Text segment
..............................

The Convolution Neural Network is used for applications where images must be classified. It accepts the image’s pixel values, finds its hidden patterns, and then produces a vector containing probabilities about a given input image belonging to an output emotional state. The output vector’s maximum probability indicates the image’s emotional state [3]. PCA is used to identify the action unit to express and initiate different facial expressions [15]. StyleGAN2 [17] is a generative model for capturing fine details of facial images while showing the highest degree of attribute diversity. In Figure 2. the flow of the facial emotion recognition system is shown [3].

Figure 2
Block diagram for emotion recognition.

Apart from these traditional methods, a few other methods can be integrated into the model to improve feature extraction and overall model performance. Vision Transformers (ViTs) are a deep learning model that can be used as an alternative to convolutional neural networks. It uses a self-attention mechanism to process images. It breaks down the images into patches, serializes the patch into vectors, maps the vector to smaller dimensions, uses a self-attention mechanism to capture complex visual relationships, and predicts image labels. Another type of transformer known as Swim Transformers, is a vision transformer that employs a sliding window mechanism to enhance computational efficiency. It builds hierarchical feature maps by merging image patches into deeper layers. The EfficientNet model offers superior performance in image-based emotion recognition by capturing global dependencies in facial expressions.

4.1.4 Audio

The speaking rate was averaged over every second, while frequency and amplitude were assessed per second. In contrast, the speaking rate’s mean was segregated into “fast, “medium” or “slow” using Linear Regression [2].

4.1.5 MFCC

MFCC is a feature used for speech categorization problems. They can depict the shape of audio signals sharply. The following steps allow for extracting MFCC features.

4.1.6 Logistic regression

It is a supervised classification algorithm of machine learning that generates the probability of an instance that belongs to or does not to a given class. It is a statistical algorithm that analyzes the relationship between two data factors. Spectrogram, ORB extractor, and SURF were proposed in [7].

4.1.7 Spectrogram

It is the representation through graphs and pictures of the spectrum of frequencies of any signal that varies in time. Thus, if spectrograms are used over an audio signal, they become sonographs, voiceprints, or voicegrams.

Figure 3
Block diagram for audio analysis.

4.1.8 ORB extractor

Oriented FAST and rotated BRIEF (ORB) is a fast, robust local feature detector, first presented by Ethan Rublee et al. in 2011, [1] which can be applied in any computer vision task, for example, object recognition or 3D reconstruction. The base is founded on the FAST key point detector and a considerably modified version of the visual descriptor BRIEF (Binary Robust Independent Elementary Features). ORB is trying to offer an alternative to SIFT that is made sufficiently fast but will fail. In Figure 3 the flow of the audio analysis system is shown below [3]. A comparative analysis is illustrated in Table 1 with existing models.

..............................

Problem statement
Reproduce the passage on emotion recognition verbatim, from "The speaking rate was" up to and including "extracting MFCC features.".

Recorded information
..............................

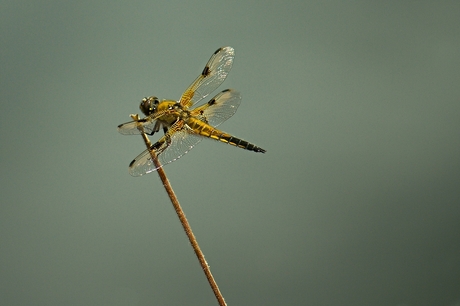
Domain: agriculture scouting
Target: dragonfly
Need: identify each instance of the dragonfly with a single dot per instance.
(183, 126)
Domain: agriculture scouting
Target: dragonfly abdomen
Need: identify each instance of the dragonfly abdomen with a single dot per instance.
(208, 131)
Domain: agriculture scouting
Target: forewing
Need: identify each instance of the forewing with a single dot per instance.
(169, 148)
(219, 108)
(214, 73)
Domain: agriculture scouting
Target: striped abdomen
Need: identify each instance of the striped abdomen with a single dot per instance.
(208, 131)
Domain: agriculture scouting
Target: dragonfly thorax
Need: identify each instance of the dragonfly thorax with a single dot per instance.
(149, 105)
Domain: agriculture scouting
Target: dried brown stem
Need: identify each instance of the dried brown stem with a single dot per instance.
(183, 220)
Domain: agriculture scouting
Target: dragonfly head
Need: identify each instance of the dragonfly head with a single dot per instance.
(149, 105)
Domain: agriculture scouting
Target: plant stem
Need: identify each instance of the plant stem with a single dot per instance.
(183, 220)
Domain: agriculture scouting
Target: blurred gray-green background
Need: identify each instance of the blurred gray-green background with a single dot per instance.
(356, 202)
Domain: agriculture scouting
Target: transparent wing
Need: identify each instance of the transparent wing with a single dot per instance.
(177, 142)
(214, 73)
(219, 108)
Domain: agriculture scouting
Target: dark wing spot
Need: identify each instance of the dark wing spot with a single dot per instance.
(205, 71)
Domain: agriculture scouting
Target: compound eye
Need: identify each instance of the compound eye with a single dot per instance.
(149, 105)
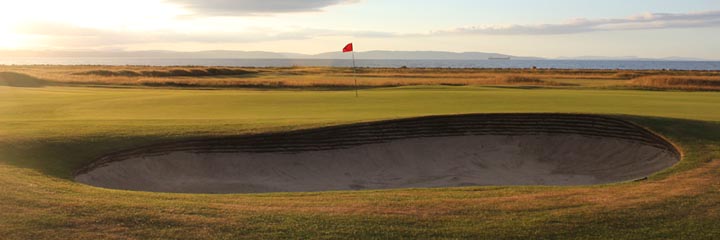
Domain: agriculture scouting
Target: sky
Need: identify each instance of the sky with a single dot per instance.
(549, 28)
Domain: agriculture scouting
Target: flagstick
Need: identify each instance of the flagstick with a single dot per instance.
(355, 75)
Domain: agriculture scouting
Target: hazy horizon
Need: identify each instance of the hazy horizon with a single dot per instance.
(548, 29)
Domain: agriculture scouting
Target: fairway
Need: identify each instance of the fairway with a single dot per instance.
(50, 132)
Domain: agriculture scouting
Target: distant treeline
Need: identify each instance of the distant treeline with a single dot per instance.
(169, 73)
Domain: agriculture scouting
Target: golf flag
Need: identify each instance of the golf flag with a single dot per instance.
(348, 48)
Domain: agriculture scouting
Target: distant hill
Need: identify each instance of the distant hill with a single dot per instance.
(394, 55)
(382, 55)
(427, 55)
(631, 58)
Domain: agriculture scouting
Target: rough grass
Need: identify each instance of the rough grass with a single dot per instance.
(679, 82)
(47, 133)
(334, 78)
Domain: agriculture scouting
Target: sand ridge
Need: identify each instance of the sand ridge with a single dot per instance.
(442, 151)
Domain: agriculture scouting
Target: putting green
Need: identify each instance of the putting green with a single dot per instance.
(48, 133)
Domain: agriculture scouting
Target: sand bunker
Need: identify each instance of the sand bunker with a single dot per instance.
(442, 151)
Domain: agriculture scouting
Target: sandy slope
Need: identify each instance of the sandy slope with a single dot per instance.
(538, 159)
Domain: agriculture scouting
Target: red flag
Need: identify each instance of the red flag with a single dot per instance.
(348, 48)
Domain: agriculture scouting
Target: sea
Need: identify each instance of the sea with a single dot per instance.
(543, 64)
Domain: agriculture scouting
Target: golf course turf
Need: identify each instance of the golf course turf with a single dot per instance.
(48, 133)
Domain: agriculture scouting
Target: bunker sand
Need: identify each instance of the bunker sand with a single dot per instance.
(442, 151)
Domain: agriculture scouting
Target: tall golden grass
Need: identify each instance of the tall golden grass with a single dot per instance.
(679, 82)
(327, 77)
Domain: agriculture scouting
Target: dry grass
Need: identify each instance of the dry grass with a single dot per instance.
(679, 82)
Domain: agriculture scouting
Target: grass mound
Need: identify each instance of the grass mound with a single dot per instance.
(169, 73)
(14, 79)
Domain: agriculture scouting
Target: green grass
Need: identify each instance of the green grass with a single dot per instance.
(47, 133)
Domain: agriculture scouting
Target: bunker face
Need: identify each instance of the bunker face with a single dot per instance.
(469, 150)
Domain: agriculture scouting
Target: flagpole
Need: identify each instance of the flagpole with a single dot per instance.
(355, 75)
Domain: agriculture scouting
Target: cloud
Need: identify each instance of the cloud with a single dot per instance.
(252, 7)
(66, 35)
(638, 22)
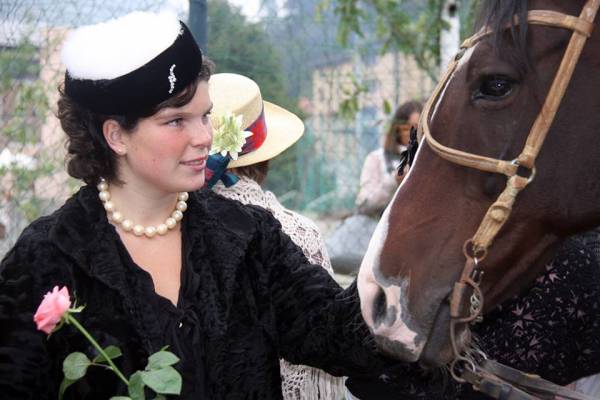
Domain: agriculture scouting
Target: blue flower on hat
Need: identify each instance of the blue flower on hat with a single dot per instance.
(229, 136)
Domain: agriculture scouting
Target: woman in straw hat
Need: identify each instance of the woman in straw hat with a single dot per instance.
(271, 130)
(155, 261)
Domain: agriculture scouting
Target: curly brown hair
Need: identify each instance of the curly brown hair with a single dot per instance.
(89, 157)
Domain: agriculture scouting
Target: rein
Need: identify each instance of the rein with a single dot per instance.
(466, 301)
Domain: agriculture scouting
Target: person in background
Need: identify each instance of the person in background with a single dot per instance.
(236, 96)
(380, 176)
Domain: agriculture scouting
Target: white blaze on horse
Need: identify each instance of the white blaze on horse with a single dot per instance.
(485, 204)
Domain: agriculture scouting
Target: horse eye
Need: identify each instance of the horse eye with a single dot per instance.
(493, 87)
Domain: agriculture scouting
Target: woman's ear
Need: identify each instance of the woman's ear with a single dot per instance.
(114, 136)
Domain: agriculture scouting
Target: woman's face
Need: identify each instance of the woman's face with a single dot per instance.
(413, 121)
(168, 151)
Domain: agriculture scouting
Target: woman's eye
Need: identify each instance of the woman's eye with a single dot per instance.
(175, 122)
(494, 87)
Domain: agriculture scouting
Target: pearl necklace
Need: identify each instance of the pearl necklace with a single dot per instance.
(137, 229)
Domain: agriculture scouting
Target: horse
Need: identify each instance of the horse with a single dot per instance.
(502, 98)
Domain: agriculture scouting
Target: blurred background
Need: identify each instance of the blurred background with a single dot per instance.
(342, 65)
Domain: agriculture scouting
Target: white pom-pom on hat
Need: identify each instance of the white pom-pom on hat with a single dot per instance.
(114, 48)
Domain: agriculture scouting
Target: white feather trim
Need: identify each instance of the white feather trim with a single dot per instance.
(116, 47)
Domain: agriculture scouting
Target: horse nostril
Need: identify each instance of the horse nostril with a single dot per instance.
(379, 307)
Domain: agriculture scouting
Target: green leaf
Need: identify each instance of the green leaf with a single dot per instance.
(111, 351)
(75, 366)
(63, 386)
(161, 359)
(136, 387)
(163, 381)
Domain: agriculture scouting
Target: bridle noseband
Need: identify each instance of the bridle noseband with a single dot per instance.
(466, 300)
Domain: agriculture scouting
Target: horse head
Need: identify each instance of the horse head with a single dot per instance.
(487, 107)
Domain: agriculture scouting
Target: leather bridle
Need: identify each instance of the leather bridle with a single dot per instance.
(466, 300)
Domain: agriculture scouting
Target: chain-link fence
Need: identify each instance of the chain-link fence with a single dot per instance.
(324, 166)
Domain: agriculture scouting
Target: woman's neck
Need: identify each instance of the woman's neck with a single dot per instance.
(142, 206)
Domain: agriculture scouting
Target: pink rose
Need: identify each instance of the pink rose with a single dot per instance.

..............................

Solution
The speaking rate was averaged over every second, while frequency and amplitude were assessed per second. In contrast, the speaking rate’s mean was segregated into “fast, “medium” or “slow” using Linear Regression [2].

4.1.5 MFCC

MFCC is a feature used for speech categorization problems. They can depict the shape of audio signals sharply. The following steps allow for extracting MFCC features.